*Excerto da página*
....................

Após a greve do dia 4, no dia 6 de novembro, por deliberação do Conselho Diretivo, “foram então desencadeadas ações que estabilizaram o funcionamento dos CODU e permitiram debelar as fragilidades procedimentais no planeamento e preparação da greve geral da administração pública ocorrida no dia 6 de dezembro, garantindo, nesse dia, uma resposta mais adequada”.
Por conseguinte, a IGAS emitiu cinco recomendações, quatro dirigidas ao INEM e uma à SGMS.
Ao INEM, a IGAS recomenda que desenvolva “um procedimento formal para a revisão periódica dos rácios de pessoal, de acordo com a evolução da procura pelos CODU e com a evolução da sua performance, face às alterações organizacionais com impacto operacional”.

....................

*Instruções da tarefa*
Transcreva palavra por palavra o trecho do excerto sobre as recomendações da IGAS entre "Após a greve" e "uma à SGMS.", ambos incluídos. A listagem é material à parte, independente do excerto.

Registos extraídos:
....................

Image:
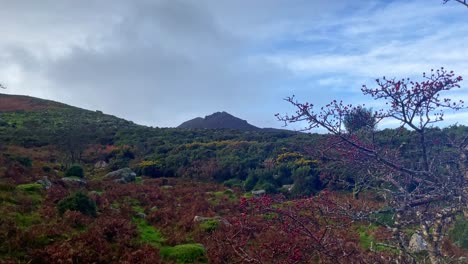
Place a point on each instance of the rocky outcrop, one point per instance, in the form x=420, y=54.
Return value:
x=124, y=175
x=258, y=193
x=45, y=182
x=73, y=181
x=417, y=243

....................

*Resposta abaixo*
Após a greve do dia 4, no dia 6 de novembro, por deliberação do Conselho Diretivo, “foram então desencadeadas ações que estabilizaram o funcionamento dos CODU e permitiram debelar as fragilidades procedimentais no planeamento e preparação da greve geral da administração pública ocorrida no dia 6 de dezembro, garantindo, nesse dia, uma resposta mais adequada”.
Por conseguinte, a IGAS emitiu cinco recomendações, quatro dirigidas ao INEM e uma à SGMS.